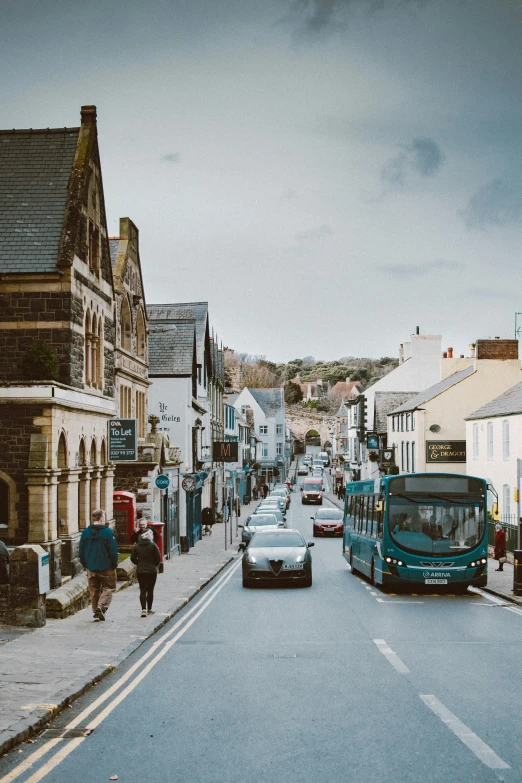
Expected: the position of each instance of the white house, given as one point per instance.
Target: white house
(268, 406)
(419, 368)
(494, 449)
(429, 430)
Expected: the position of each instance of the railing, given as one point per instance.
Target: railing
(509, 524)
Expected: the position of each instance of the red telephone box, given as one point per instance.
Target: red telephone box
(124, 505)
(159, 527)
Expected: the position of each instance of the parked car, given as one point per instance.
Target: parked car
(328, 522)
(278, 555)
(258, 522)
(312, 491)
(270, 509)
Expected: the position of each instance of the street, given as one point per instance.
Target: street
(332, 683)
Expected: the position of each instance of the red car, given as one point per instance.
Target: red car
(328, 522)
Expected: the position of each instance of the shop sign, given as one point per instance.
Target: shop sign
(445, 451)
(123, 440)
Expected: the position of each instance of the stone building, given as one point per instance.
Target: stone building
(56, 339)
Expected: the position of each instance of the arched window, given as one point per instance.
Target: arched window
(140, 335)
(126, 326)
(62, 452)
(87, 358)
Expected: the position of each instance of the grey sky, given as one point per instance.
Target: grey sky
(328, 174)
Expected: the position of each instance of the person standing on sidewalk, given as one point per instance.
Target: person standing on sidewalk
(500, 547)
(146, 557)
(99, 555)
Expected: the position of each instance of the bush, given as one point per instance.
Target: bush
(40, 363)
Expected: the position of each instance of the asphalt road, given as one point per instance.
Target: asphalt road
(337, 682)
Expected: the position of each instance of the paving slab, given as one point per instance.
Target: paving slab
(42, 670)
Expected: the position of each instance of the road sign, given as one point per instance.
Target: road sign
(162, 482)
(123, 440)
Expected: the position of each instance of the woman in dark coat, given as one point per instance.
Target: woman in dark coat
(146, 556)
(500, 547)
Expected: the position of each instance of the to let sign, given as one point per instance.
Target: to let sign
(123, 440)
(225, 451)
(445, 451)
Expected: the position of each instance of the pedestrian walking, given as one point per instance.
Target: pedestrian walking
(4, 564)
(99, 555)
(500, 547)
(146, 556)
(143, 525)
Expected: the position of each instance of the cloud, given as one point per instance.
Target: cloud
(404, 271)
(170, 157)
(496, 204)
(314, 234)
(422, 158)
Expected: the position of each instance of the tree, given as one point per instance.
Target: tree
(293, 393)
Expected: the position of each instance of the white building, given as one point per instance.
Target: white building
(429, 430)
(494, 449)
(268, 406)
(419, 368)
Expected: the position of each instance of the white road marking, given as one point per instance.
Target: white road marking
(465, 735)
(392, 657)
(72, 744)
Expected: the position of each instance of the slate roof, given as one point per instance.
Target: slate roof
(385, 403)
(435, 390)
(506, 404)
(197, 311)
(35, 167)
(171, 348)
(269, 400)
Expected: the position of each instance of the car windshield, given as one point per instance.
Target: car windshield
(329, 513)
(282, 538)
(436, 525)
(262, 519)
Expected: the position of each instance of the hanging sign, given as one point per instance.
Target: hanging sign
(123, 440)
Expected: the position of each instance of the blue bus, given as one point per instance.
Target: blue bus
(422, 528)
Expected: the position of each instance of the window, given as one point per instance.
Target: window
(125, 326)
(475, 440)
(140, 336)
(125, 402)
(140, 413)
(505, 439)
(490, 439)
(506, 492)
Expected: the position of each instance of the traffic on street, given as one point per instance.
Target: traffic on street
(338, 681)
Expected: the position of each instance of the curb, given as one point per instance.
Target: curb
(37, 719)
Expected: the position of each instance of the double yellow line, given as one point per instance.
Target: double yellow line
(165, 643)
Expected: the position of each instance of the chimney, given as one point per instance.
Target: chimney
(88, 114)
(497, 349)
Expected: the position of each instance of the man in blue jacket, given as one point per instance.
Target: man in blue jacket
(99, 555)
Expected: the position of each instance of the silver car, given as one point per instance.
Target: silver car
(258, 521)
(277, 556)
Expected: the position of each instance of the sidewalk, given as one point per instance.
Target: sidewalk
(44, 669)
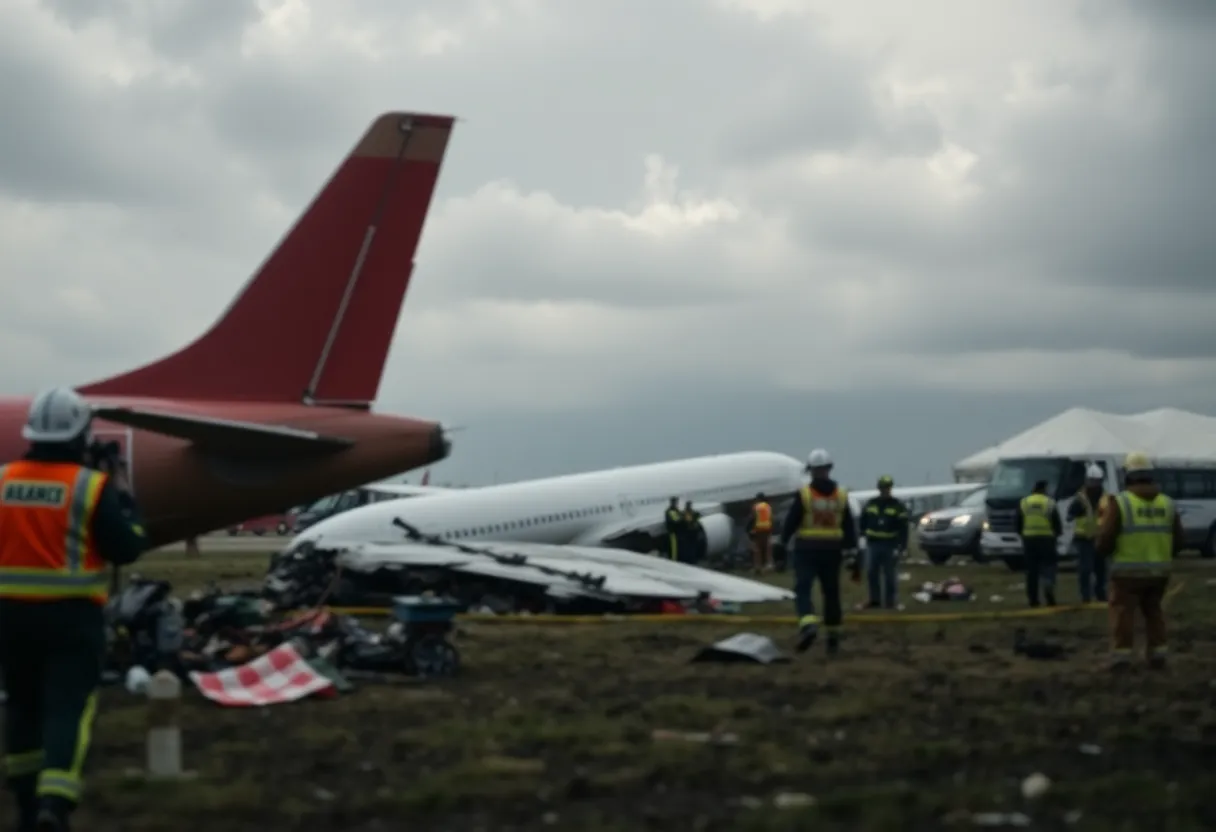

-------

• [Requirement]:
If a picture appears in the records, omit it and print everything else exactly.

• [The answer]:
Expected: the position of each instance of the white house, given as one point per instance.
Target: white house
(268, 406)
(419, 368)
(494, 449)
(429, 430)
Expected: the position of each instance of the railing, given as one point per instance.
Target: railing
(509, 524)
Expected: the position of each instance of the red telephone box, given as one point per instance.
Target: red telephone box
(124, 505)
(159, 527)
Expected: the position of each instance of the parked car, given as one point per instance.
Target: parked car
(328, 522)
(278, 555)
(258, 522)
(312, 491)
(270, 509)
Expected: the position of each instance of the street, given as one point per instance.
Target: street
(332, 683)
Expected: the position of each instance of the red car, given as one point per instance.
Target: red car
(328, 522)
Expected: the position of each instance of the shop sign, given as one point per instance.
Target: shop sign
(445, 451)
(123, 440)
Expected: the position of each instance of the stone building, given as one point per instance.
Target: stone building
(56, 339)
Expected: the position of each instance of the arched window, given as one point per instance.
Target: arched window
(140, 335)
(126, 326)
(62, 452)
(87, 358)
Expected: the position of each instance of the grey sky, given as one point per instance.
Target: grey sky
(328, 174)
Expected: the position of each instance of the person standing on sidewalk, given as one point per instance.
Target: person standing on sidewalk
(500, 547)
(146, 557)
(99, 555)
Expected: the position of each instance of the bush, given as one point per instance.
Target: bush
(40, 363)
Expected: the position of each instance of the asphalt road, given as one point per instance.
Target: asphalt road
(337, 682)
Expected: the position of each instance of the paving slab, given as one point per instance.
Target: paving slab
(42, 670)
Expected: the position of each instance of the road sign, given as one point per instance.
Target: road sign
(162, 482)
(123, 440)
Expected: the position of each instance of the woman in dark coat, given as one point per instance.
Target: woman in dark coat
(146, 556)
(500, 547)
Expected: the position of each instance of the to let sign, given as one point per instance.
Target: to let sign
(123, 440)
(225, 451)
(445, 451)
Expected: the position of each instance of the pedestrian walking, given as one point per instance.
Target: pedestrian walking
(4, 564)
(99, 555)
(500, 547)
(146, 556)
(143, 525)
Expected: the position of each instance of the cloud, given as one point per instance.
Target: cloud
(404, 271)
(170, 157)
(496, 204)
(314, 234)
(422, 158)
Expected: the position of each instance of the tree, given as one point per instance.
Target: tree
(293, 393)
Expected: the position of each instance of the white building, given as one point per instance.
Target: white building
(429, 430)
(494, 449)
(268, 406)
(419, 368)
Expected: the position of each instance of the white road marking, given as one point per instance.
Target: white road marking
(465, 735)
(392, 657)
(72, 744)
Expected: the position of each instance of the slate roof, given as one point per instance.
Target: slate roof
(385, 403)
(435, 390)
(506, 404)
(197, 311)
(35, 167)
(171, 348)
(269, 400)
Expected: the position of each instance of the car windshield, given as one point per instance.
Target: car windshield
(329, 513)
(282, 538)
(436, 525)
(262, 519)
Expected: the position of each instance of the hanging sign, given as one point per instance.
Target: hanging sign
(123, 440)
Expected: the position of each instance of the blue bus, given as one point per instance.
Target: blue bus
(422, 528)
Expected: the position of each instance of the window, given as one point per instance.
Target: window
(125, 326)
(475, 440)
(140, 336)
(125, 402)
(140, 413)
(505, 439)
(490, 439)
(506, 492)
Expected: the position of each instance of the traffic on street, given as one point per instance.
Target: traffic on street
(338, 681)
Expected: the position of each instance of the curb, given as one point per instance.
Target: curb
(37, 719)
Expected: the position of each instance of the double yellow line, given as one point per instance.
Target: double yellow line
(165, 643)
Expected: the position of each instance of the chimney, given as one point per instance.
Target: chimney
(88, 114)
(497, 349)
Expected: the position of each instance of the man in blue jacket, given as one point per instance.
Target: man in blue jacket
(99, 555)
Expected: the position of each instance of the silver car, given as one point per instance.
Target: silver car
(258, 521)
(277, 556)
Expected: the position of each instance of the sidewalk, given as one point per instance.
Target: sidewalk
(44, 669)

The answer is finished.